- Dataset rows
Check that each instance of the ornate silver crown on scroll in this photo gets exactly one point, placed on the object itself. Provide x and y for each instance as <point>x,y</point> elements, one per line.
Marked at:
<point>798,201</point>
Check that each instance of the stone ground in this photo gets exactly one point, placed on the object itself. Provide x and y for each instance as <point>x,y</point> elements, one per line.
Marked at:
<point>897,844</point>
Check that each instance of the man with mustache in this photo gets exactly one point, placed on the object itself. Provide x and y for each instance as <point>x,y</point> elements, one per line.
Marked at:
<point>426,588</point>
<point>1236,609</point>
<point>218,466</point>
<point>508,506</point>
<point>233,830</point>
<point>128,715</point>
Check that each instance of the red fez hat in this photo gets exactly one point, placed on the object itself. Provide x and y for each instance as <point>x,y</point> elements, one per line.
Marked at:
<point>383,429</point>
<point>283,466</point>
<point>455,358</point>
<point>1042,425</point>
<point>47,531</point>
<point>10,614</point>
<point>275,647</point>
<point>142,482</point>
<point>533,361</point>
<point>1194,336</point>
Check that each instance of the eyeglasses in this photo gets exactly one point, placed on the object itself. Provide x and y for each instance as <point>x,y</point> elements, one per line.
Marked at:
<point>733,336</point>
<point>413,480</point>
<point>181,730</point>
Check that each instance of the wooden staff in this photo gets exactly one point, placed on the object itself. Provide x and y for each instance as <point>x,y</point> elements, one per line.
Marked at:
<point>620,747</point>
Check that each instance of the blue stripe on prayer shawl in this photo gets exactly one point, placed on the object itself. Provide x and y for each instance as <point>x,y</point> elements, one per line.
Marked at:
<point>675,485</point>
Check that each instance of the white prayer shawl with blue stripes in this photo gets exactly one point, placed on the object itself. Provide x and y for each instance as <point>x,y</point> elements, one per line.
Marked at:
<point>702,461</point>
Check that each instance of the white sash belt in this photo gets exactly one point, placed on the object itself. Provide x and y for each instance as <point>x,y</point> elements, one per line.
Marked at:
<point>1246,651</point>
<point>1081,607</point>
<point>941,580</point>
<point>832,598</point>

- Task requirements
Rescale the part that opens with the start of the entries and closes with the line containing "<point>897,844</point>", both ends included, repeating every line, requests too. Multiply each point coordinate in the answers by 1.45 and round to whole numbers, with halves going up.

- Final answer
Check that each instance of the ornate silver crown on scroll in this photo gets exactly one point, placed on the object itself. Provide x and y for each instance as <point>x,y</point> elements, one per line.
Marked at:
<point>1157,291</point>
Check that each instance of the stone ground in this photo gets exactly one point, placed on the object itself. Provide x and y for each instance as <point>x,y</point> elements, one per line.
Marked at:
<point>1301,1224</point>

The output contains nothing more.